Dataset rows
+ + + + + + +

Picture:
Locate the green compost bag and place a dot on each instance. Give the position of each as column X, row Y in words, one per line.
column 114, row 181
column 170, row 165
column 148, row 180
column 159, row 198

+ + + + + + +

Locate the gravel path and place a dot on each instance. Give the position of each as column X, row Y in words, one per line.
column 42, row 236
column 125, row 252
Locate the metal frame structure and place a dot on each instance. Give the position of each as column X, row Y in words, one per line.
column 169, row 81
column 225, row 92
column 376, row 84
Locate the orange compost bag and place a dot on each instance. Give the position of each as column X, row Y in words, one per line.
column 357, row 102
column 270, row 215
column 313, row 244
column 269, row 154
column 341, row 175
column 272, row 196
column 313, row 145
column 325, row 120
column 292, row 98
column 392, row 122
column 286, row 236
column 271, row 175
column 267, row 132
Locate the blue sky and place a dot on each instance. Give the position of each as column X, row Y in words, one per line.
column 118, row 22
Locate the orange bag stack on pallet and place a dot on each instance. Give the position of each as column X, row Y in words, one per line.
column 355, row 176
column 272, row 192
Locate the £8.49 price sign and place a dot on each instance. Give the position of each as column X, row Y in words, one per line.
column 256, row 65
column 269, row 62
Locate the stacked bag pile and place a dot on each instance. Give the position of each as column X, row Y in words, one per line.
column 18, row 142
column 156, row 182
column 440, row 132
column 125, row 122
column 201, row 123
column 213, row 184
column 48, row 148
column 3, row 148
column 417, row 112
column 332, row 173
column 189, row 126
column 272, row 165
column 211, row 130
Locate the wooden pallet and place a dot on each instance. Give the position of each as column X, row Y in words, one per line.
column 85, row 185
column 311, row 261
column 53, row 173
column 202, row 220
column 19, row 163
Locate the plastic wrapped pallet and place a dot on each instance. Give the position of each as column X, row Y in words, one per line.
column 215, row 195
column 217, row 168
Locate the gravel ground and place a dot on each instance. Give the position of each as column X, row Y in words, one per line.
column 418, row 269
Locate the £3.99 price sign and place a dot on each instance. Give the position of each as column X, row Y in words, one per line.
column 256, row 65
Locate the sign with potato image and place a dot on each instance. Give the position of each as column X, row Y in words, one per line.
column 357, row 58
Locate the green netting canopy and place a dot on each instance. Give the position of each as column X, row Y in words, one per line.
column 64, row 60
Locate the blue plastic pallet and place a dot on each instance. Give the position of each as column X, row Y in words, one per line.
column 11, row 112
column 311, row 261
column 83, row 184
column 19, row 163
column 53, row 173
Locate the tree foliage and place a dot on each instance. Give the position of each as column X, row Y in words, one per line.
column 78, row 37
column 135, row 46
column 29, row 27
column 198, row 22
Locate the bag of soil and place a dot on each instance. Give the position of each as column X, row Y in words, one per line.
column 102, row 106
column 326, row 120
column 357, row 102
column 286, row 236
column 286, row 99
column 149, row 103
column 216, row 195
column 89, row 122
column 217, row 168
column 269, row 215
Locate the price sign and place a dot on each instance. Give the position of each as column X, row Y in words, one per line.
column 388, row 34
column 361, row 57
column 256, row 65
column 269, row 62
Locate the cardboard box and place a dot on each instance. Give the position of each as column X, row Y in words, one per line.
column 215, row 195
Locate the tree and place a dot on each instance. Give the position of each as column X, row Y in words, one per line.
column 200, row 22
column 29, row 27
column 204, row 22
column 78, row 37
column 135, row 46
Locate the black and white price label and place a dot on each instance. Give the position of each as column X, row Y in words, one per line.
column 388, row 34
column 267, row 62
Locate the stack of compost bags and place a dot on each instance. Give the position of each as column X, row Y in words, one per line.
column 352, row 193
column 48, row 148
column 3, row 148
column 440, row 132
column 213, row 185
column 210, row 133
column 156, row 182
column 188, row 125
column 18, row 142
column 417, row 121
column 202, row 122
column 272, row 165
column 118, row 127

+ + + + + + +

> [GIVEN REQUEST] Format the stretch of the listing above, from the line containing "Locate the bag" through the line containing "column 269, row 215", as a JSON list of strings with one string per line and blank lines omitted.

> [SOLUTION FOR THIS EXERCISE]
[
  "Locate the bag of soil and place a dot on each instance. Give the position of each as column X, row Y in words, one per line.",
  "column 102, row 106",
  "column 326, row 120",
  "column 357, row 102",
  "column 286, row 236",
  "column 286, row 99",
  "column 149, row 103",
  "column 216, row 195",
  "column 89, row 122",
  "column 217, row 168",
  "column 269, row 215"
]